Render the rows from the line containing "Zoom in on the flock of white bird." through the line containing "281, 530, 408, 617" as a two-column CSV with the headers text and answer. Give each text its own line, placing the text and its full answer each in a single quoted field with any line breaks replaced by spaces.

--- begin Records to use ---

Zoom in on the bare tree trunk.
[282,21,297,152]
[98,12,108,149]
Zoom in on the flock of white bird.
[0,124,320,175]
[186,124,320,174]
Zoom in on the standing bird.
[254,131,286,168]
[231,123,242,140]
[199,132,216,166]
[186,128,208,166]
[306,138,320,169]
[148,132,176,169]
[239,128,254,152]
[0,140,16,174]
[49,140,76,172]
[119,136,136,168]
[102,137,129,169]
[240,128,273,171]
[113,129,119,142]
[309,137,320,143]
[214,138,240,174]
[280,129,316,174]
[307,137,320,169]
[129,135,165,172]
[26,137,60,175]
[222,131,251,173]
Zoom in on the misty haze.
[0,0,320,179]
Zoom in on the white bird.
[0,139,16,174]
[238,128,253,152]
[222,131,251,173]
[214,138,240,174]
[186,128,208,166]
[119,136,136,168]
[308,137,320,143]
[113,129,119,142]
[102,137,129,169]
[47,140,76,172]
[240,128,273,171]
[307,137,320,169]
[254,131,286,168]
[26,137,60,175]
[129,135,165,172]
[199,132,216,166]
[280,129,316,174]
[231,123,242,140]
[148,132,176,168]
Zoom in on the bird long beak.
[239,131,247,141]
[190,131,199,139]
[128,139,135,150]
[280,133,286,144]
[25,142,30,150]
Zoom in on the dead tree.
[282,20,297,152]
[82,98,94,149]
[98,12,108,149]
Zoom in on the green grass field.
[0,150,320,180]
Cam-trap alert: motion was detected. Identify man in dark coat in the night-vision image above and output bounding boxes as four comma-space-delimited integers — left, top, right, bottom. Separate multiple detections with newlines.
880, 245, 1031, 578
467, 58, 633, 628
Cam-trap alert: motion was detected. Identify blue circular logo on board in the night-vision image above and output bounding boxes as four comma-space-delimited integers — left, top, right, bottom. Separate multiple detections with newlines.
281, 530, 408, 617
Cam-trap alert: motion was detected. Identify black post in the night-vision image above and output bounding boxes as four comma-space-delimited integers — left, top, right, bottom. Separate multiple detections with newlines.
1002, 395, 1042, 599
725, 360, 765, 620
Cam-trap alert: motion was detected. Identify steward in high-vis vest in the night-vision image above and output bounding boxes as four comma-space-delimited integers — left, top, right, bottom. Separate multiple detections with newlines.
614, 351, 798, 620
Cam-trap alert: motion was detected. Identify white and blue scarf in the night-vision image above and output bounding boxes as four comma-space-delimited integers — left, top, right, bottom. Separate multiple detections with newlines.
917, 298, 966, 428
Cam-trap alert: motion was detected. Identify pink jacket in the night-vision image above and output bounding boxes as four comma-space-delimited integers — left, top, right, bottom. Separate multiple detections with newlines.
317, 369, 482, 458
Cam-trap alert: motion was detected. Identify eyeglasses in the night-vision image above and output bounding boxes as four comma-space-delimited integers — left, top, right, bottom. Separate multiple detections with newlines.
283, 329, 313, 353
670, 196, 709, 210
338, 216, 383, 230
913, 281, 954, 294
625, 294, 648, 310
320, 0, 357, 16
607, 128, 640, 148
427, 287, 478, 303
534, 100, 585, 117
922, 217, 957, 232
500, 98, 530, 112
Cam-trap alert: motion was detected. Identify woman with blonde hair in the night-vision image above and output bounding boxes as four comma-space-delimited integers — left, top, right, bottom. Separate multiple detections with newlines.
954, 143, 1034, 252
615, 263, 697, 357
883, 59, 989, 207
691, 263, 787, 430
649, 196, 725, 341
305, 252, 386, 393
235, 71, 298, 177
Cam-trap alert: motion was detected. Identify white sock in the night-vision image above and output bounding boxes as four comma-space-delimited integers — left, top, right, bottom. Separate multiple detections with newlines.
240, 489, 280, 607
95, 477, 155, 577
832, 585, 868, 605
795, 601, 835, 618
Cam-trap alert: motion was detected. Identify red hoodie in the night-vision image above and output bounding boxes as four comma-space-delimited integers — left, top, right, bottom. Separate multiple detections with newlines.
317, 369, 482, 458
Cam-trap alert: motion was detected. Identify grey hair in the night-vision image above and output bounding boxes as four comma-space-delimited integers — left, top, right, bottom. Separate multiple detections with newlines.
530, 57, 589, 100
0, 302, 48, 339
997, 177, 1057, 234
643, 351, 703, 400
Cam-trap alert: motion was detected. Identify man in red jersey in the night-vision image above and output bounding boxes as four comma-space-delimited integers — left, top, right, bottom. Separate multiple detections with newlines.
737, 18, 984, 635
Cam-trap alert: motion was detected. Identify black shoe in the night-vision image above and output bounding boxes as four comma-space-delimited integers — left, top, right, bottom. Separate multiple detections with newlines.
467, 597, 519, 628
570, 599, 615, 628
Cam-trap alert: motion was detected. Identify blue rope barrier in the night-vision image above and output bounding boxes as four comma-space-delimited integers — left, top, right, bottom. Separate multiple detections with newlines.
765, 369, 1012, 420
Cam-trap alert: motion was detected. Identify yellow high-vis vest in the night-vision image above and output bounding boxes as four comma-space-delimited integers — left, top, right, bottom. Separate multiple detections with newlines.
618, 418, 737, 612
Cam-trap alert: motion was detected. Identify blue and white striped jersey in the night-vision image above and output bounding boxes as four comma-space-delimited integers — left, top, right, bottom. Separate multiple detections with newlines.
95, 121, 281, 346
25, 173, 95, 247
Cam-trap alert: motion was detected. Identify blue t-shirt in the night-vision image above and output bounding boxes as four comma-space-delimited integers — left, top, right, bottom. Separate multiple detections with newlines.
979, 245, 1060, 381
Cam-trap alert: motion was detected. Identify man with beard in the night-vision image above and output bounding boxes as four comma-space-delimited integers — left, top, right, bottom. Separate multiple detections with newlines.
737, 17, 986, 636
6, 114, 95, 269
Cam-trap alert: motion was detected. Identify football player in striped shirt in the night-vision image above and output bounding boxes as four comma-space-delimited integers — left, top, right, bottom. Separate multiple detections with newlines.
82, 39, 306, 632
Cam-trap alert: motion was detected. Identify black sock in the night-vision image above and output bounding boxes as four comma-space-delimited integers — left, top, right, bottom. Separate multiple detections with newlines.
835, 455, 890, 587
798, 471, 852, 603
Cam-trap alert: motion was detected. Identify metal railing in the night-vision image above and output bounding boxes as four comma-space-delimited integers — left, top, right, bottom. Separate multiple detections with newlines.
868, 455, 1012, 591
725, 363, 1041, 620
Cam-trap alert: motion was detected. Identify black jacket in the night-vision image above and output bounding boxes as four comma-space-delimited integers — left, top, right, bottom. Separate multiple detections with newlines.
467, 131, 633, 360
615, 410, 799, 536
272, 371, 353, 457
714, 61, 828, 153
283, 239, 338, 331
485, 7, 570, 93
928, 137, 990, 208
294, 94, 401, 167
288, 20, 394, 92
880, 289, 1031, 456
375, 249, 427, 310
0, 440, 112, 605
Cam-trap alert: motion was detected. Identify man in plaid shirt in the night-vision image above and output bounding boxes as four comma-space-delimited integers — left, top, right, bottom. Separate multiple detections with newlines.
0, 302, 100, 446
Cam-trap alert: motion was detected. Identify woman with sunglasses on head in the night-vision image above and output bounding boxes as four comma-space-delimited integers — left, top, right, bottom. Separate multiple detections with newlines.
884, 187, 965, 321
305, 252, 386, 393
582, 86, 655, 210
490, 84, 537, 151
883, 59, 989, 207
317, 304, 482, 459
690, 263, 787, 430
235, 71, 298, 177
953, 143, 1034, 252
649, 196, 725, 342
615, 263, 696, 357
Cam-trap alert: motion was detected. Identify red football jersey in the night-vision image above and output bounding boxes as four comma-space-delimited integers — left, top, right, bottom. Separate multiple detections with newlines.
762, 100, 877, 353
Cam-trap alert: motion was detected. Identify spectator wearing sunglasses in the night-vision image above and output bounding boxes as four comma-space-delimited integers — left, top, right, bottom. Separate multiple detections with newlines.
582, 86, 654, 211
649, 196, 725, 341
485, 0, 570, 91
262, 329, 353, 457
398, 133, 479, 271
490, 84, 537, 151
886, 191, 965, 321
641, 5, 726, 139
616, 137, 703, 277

--- end Records to use ---

** Right answer **
text,answer
"Zoom in on the flock of white bird.","[0,124,320,175] [186,124,320,174]"
"Zoom in on the standing bird.","[254,131,286,168] [231,123,242,140] [199,132,216,166] [186,128,208,166] [306,138,320,169] [148,132,176,169] [239,128,254,152] [0,140,16,174] [49,140,76,172] [119,136,136,168] [102,137,129,169] [240,128,273,171] [113,129,119,142] [309,137,320,143] [214,138,240,174] [280,129,316,174] [307,137,320,169] [129,135,165,172] [26,137,60,175] [222,131,251,173]"
"Zoom in on the misty haze.","[0,0,320,179]"
"Zoom in on the white bird.","[0,139,16,174] [238,128,253,152] [222,131,251,173] [214,138,240,174] [186,128,208,166] [119,136,136,168] [308,137,320,143] [113,129,119,142] [102,137,129,169] [47,140,76,172] [240,128,273,171] [307,137,320,169] [254,131,286,168] [26,137,60,175] [129,135,165,172] [199,132,216,166] [280,129,316,174] [231,123,242,140] [148,132,176,168]"
"Zoom in on the bird long beak.","[239,131,247,141] [190,131,199,139] [128,139,135,150] [280,133,286,144] [25,142,30,150]"
"Zoom in on the dead tree.","[282,20,297,152] [82,98,94,149] [98,12,108,149]"
"Zoom in on the green grass field.","[0,150,320,180]"
"Cam-trap alert: motion was detected. Identify man in dark coat in the night-vision image above and output bounding boxes as four comma-space-delimited integers — left, top, right, bottom. Separate multiple detections with newlines.","880, 245, 1031, 578 467, 58, 633, 628"
"Cam-trap alert: motion was detected. Identify blue circular logo on board in the night-vision image above and output bounding boxes as four comma-space-delimited integers — left, top, right, bottom. Separate multiple detections with newlines.","281, 530, 408, 617"